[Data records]
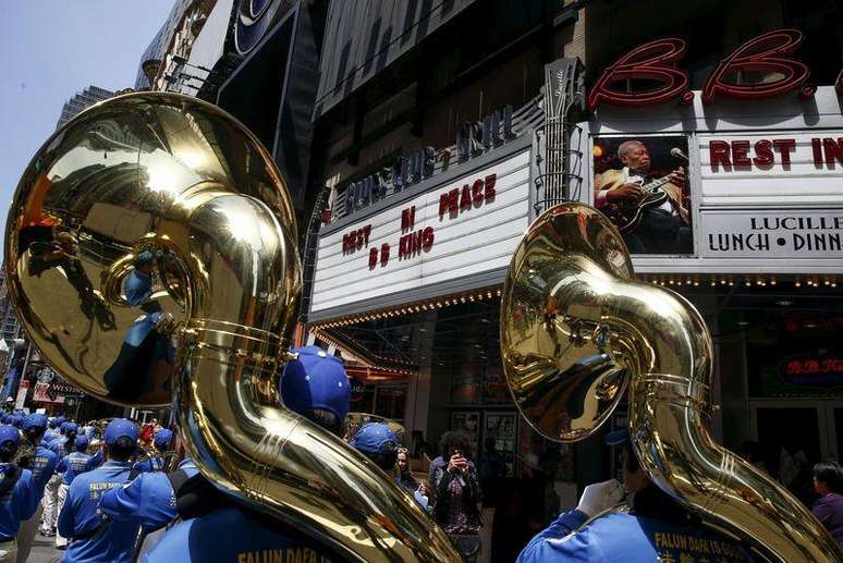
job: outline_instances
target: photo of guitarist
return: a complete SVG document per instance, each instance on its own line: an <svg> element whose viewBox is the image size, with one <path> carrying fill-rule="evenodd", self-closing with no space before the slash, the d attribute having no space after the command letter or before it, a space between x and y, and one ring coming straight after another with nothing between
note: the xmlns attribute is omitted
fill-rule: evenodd
<svg viewBox="0 0 843 563"><path fill-rule="evenodd" d="M602 139L606 144L606 140ZM620 140L620 139L619 139ZM665 162L687 162L677 144L687 149L685 137L653 137L651 146L665 148ZM674 148L667 149L669 146ZM691 218L685 205L687 176L683 166L672 172L652 170L650 151L642 140L623 140L618 146L618 160L623 168L601 167L595 147L595 207L606 213L623 235L631 254L692 254Z"/></svg>

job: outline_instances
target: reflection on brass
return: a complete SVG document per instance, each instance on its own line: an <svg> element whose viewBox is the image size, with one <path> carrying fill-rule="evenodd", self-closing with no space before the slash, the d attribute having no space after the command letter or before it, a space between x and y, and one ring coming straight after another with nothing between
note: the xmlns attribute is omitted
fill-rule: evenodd
<svg viewBox="0 0 843 563"><path fill-rule="evenodd" d="M712 344L681 295L634 281L616 229L563 204L524 235L504 284L501 355L533 427L575 442L630 388L630 433L653 482L773 561L839 561L834 540L785 489L717 444Z"/></svg>
<svg viewBox="0 0 843 563"><path fill-rule="evenodd" d="M454 561L411 495L279 401L301 266L290 196L243 125L200 100L121 96L26 169L9 293L42 355L107 401L172 399L219 488L357 561Z"/></svg>
<svg viewBox="0 0 843 563"><path fill-rule="evenodd" d="M369 423L380 423L389 427L400 443L404 442L404 426L391 418L372 415L370 413L349 413L345 416L345 441L351 442L357 431Z"/></svg>

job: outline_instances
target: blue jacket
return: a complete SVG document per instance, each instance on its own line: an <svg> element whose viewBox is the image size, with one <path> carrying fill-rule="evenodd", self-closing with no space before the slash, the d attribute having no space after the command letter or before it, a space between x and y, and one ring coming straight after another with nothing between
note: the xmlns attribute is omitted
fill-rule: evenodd
<svg viewBox="0 0 843 563"><path fill-rule="evenodd" d="M560 515L527 543L518 563L753 561L734 541L707 528L615 512L578 529L586 519L579 511Z"/></svg>
<svg viewBox="0 0 843 563"><path fill-rule="evenodd" d="M220 509L170 528L139 561L338 561L315 541L294 539L279 529L281 525L269 529L237 507Z"/></svg>
<svg viewBox="0 0 843 563"><path fill-rule="evenodd" d="M143 462L137 462L132 466L132 469L140 473L161 472L163 470L163 457L160 455L154 455Z"/></svg>
<svg viewBox="0 0 843 563"><path fill-rule="evenodd" d="M187 477L198 469L193 460L179 464ZM178 515L175 492L163 472L142 473L132 482L102 494L99 510L114 522L140 524L145 531L152 531L170 524Z"/></svg>
<svg viewBox="0 0 843 563"><path fill-rule="evenodd" d="M56 472L56 466L59 465L59 456L56 452L45 446L44 443L35 446L35 456L30 463L30 470L33 472L33 478L38 486L38 495L44 495L44 488L47 487L47 481L50 480L52 474Z"/></svg>
<svg viewBox="0 0 843 563"><path fill-rule="evenodd" d="M56 440L52 440L47 443L47 448L56 452L56 455L59 456L59 460L68 455L70 452L66 451L68 448L68 437L66 436L60 436Z"/></svg>
<svg viewBox="0 0 843 563"><path fill-rule="evenodd" d="M12 464L0 464L0 482L5 479ZM0 498L0 540L12 539L17 535L21 523L35 514L41 495L29 469L22 469L14 484L5 494Z"/></svg>
<svg viewBox="0 0 843 563"><path fill-rule="evenodd" d="M97 509L102 493L125 484L130 470L129 463L106 462L73 479L58 519L59 534L73 540L62 561L132 561L137 524L109 522Z"/></svg>
<svg viewBox="0 0 843 563"><path fill-rule="evenodd" d="M90 455L84 452L73 452L62 457L56 468L57 472L63 474L61 482L70 485L78 474L90 470L88 469L88 460L90 460Z"/></svg>

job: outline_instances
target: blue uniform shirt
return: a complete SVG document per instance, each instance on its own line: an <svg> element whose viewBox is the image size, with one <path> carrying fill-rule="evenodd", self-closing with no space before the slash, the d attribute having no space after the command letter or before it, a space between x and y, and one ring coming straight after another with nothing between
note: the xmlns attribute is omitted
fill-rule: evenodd
<svg viewBox="0 0 843 563"><path fill-rule="evenodd" d="M0 464L0 482L12 468L11 464ZM17 535L21 523L35 514L41 495L29 469L22 469L17 482L0 498L0 540L12 539Z"/></svg>
<svg viewBox="0 0 843 563"><path fill-rule="evenodd" d="M47 481L52 477L58 464L59 456L56 455L56 452L45 446L44 442L35 446L35 456L33 457L30 465L33 478L38 486L39 497L44 495L44 488L47 487Z"/></svg>
<svg viewBox="0 0 843 563"><path fill-rule="evenodd" d="M737 543L704 527L610 513L577 530L586 519L579 511L560 515L527 543L518 563L753 561ZM574 530L577 531L572 534Z"/></svg>
<svg viewBox="0 0 843 563"><path fill-rule="evenodd" d="M137 462L132 466L132 469L140 473L149 472L162 472L163 470L163 457L160 455L154 455L143 462Z"/></svg>
<svg viewBox="0 0 843 563"><path fill-rule="evenodd" d="M88 460L90 455L84 452L73 452L61 458L57 472L63 474L61 482L70 485L73 482L73 478L81 473L88 472Z"/></svg>
<svg viewBox="0 0 843 563"><path fill-rule="evenodd" d="M73 479L58 521L59 534L73 539L62 561L132 561L138 526L108 522L97 507L102 493L126 482L130 470L129 463L112 461Z"/></svg>
<svg viewBox="0 0 843 563"><path fill-rule="evenodd" d="M179 464L187 477L198 469L193 460ZM145 531L170 524L178 515L175 492L166 473L142 473L132 482L107 491L99 501L99 510L114 522L134 522Z"/></svg>
<svg viewBox="0 0 843 563"><path fill-rule="evenodd" d="M85 466L86 470L96 469L102 463L106 461L106 456L102 454L102 450L97 451L94 455L90 456L90 460L88 460L87 465Z"/></svg>
<svg viewBox="0 0 843 563"><path fill-rule="evenodd" d="M237 507L220 509L173 526L139 561L338 561L315 541L290 538L279 528L269 529Z"/></svg>
<svg viewBox="0 0 843 563"><path fill-rule="evenodd" d="M61 460L62 457L68 455L68 453L70 453L65 451L66 443L68 443L68 437L60 436L56 440L48 442L47 448L56 452L56 455L58 455L59 460Z"/></svg>

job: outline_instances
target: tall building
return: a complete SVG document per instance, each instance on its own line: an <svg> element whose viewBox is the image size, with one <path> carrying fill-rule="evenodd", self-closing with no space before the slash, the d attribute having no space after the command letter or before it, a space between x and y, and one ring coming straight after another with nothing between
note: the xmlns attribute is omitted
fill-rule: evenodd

▶ _WHAT THE EXERCISE ASKS_:
Pull out each line of the data above that contains the string "target".

▶ _ANSWER IN FULL_:
target: photo of guitarist
target: reflection on brass
target: blue jacket
target: blue uniform shirt
target: tall building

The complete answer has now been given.